== Entries ==
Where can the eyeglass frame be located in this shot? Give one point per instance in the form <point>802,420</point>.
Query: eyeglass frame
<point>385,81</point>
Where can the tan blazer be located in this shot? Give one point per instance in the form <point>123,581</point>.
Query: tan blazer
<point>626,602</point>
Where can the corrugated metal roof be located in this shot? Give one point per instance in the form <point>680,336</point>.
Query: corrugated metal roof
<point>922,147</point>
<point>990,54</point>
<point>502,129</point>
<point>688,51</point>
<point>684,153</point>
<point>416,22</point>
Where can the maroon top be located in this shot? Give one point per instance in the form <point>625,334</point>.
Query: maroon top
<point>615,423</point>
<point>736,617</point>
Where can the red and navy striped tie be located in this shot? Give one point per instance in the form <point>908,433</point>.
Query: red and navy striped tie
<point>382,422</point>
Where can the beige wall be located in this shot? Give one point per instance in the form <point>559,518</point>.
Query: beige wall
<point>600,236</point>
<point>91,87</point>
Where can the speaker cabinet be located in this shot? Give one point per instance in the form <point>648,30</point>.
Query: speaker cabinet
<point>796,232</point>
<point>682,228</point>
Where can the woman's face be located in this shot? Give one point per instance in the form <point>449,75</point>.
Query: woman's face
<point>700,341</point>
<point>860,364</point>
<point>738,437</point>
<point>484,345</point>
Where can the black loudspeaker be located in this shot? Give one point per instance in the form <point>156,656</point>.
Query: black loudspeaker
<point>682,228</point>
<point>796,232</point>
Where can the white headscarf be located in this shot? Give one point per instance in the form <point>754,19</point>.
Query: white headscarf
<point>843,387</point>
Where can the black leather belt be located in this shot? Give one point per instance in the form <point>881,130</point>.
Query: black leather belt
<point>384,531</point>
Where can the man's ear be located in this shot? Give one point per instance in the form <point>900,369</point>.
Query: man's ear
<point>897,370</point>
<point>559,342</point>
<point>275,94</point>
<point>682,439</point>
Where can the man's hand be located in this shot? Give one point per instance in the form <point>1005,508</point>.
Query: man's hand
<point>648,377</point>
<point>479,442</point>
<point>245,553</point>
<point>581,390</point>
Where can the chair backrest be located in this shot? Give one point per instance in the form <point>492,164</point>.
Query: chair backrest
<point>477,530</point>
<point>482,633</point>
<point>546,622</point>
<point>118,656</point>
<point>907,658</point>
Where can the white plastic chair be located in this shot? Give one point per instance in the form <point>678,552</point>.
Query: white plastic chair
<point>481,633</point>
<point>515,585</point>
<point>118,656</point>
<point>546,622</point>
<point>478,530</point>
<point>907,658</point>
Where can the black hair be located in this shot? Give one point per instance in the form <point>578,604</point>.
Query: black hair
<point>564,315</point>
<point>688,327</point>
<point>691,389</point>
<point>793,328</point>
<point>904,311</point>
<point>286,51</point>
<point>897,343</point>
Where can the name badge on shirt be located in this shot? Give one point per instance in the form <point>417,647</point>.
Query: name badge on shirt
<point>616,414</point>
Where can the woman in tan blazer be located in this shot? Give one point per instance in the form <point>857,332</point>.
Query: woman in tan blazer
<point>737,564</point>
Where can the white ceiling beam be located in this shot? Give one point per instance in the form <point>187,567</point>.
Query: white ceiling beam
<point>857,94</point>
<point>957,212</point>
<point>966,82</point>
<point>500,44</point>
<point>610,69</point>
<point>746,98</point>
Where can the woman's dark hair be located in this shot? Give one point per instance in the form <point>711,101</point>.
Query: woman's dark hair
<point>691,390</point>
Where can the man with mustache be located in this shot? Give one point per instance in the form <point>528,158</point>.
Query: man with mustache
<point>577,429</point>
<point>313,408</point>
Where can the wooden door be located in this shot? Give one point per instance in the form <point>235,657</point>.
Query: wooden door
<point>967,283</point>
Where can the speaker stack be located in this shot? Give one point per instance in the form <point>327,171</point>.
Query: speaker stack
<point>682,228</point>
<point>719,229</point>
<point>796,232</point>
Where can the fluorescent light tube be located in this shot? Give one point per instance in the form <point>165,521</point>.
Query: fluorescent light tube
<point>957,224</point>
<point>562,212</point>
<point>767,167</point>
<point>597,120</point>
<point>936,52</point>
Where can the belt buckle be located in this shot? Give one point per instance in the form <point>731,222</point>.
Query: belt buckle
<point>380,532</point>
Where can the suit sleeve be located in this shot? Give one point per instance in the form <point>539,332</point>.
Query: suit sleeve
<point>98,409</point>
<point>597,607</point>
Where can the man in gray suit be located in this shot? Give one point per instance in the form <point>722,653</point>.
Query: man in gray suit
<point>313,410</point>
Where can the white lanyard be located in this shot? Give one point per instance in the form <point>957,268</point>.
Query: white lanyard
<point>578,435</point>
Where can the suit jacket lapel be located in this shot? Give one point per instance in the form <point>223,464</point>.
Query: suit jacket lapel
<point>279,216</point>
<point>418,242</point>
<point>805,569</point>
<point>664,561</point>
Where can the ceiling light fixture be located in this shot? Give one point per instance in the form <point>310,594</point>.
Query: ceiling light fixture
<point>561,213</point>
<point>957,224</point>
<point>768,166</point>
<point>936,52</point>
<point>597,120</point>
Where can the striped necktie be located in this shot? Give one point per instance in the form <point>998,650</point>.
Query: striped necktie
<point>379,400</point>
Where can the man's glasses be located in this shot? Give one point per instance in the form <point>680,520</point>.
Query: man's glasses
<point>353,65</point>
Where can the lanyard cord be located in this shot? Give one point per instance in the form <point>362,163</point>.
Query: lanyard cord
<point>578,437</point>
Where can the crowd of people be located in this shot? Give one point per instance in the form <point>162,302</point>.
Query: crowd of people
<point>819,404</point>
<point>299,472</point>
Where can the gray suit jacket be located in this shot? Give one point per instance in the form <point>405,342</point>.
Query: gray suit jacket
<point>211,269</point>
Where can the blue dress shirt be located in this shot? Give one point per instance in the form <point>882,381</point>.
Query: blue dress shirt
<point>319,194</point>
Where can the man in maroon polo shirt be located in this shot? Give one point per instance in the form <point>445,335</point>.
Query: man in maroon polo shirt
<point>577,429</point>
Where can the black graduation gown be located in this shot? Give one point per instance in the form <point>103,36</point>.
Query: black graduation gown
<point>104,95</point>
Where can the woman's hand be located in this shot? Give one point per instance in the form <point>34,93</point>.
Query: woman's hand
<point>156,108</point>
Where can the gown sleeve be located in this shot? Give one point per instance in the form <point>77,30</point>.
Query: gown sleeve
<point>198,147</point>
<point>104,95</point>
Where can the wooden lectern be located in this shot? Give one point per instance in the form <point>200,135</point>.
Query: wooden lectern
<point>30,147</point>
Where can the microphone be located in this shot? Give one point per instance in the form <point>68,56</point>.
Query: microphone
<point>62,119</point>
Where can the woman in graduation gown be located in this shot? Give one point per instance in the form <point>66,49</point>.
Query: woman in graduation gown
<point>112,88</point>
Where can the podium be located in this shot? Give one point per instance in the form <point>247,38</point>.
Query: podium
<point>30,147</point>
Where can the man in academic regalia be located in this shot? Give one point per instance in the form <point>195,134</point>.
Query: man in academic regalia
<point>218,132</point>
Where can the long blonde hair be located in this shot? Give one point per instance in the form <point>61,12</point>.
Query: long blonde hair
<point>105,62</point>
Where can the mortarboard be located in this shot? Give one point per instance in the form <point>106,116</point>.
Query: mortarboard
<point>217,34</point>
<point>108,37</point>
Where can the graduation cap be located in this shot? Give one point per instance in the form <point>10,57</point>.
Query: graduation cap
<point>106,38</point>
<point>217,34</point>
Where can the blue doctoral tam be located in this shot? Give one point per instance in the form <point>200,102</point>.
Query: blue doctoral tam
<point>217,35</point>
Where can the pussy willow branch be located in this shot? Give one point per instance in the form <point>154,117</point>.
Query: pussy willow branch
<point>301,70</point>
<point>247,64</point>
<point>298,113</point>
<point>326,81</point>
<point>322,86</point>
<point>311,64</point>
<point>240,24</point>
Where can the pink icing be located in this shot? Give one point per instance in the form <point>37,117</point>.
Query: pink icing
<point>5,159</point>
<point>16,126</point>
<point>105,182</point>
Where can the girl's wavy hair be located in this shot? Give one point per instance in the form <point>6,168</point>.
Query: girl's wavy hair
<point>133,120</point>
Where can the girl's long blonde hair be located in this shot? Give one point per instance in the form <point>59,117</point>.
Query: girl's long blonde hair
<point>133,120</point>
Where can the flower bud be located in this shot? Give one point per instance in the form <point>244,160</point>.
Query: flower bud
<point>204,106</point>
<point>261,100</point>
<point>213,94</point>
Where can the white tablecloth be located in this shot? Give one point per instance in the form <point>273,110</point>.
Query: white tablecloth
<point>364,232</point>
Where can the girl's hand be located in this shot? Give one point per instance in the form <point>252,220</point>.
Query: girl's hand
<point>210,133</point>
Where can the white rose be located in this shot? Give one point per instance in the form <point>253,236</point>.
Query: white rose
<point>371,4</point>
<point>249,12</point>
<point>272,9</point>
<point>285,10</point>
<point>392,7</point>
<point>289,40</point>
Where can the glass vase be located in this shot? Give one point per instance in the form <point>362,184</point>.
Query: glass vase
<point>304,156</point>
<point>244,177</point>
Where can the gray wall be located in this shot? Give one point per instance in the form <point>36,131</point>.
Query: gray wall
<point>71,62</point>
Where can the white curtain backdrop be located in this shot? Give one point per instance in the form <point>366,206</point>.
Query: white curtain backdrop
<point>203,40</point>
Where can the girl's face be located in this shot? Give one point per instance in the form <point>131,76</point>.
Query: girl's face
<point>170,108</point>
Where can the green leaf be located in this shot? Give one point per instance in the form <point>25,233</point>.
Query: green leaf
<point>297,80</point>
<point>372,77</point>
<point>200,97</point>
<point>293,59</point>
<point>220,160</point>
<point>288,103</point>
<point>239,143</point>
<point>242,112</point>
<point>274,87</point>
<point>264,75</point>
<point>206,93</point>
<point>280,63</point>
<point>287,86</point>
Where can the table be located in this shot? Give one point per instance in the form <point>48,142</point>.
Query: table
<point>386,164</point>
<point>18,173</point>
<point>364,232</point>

== Given exercise ==
Copy out the lines from the line containing "Where can the girl's long" to the end of the listing above, without alteration.

== Response below ==
Where can the girl's long blonde hair be located in this shot? Give one point per instance in the form <point>59,117</point>.
Query: girl's long blonde hair
<point>133,120</point>
Where can the flower bud be located in this shot? Give one point per instance in the form <point>244,160</point>.
Query: flower bud
<point>204,106</point>
<point>261,100</point>
<point>213,94</point>
Where can the white tablecloth be located in this shot? Give one point per instance in the form <point>273,110</point>.
Query: white tablecloth
<point>364,232</point>
Where can the girl's hand be located in this shot? Give one point per instance in the form <point>252,220</point>.
Query: girl's hand
<point>210,133</point>
Where can the white rose be located in this shot? Give one point per instance in the form <point>253,236</point>.
Query: white rose
<point>371,4</point>
<point>249,12</point>
<point>272,9</point>
<point>285,10</point>
<point>392,7</point>
<point>289,40</point>
Where can the glass vase be located in this shot? Give one point per instance in the form <point>362,184</point>.
Query: glass vase
<point>304,156</point>
<point>244,177</point>
Where can the gray wall be located in this shot? Give one point per instance in the form <point>36,131</point>.
Query: gray wall
<point>71,62</point>
Where can the white curtain backdrop be located in this shot? Give one point per instance in the form <point>366,206</point>.
Query: white curtain backdrop
<point>203,40</point>
Where can the girl's face be located in this shot? Give one point per instance in the form <point>131,76</point>.
Query: girl's face
<point>170,108</point>
Where can the green leaf be located in this shot? Give one point per instance in the form <point>25,233</point>.
Query: green leaf
<point>297,80</point>
<point>372,77</point>
<point>200,97</point>
<point>293,59</point>
<point>220,160</point>
<point>288,103</point>
<point>239,143</point>
<point>242,112</point>
<point>274,87</point>
<point>264,75</point>
<point>206,93</point>
<point>280,63</point>
<point>287,86</point>
Where can the table be located in this shot? Give one point per instance in the form <point>48,142</point>.
Query: table
<point>386,164</point>
<point>18,173</point>
<point>364,232</point>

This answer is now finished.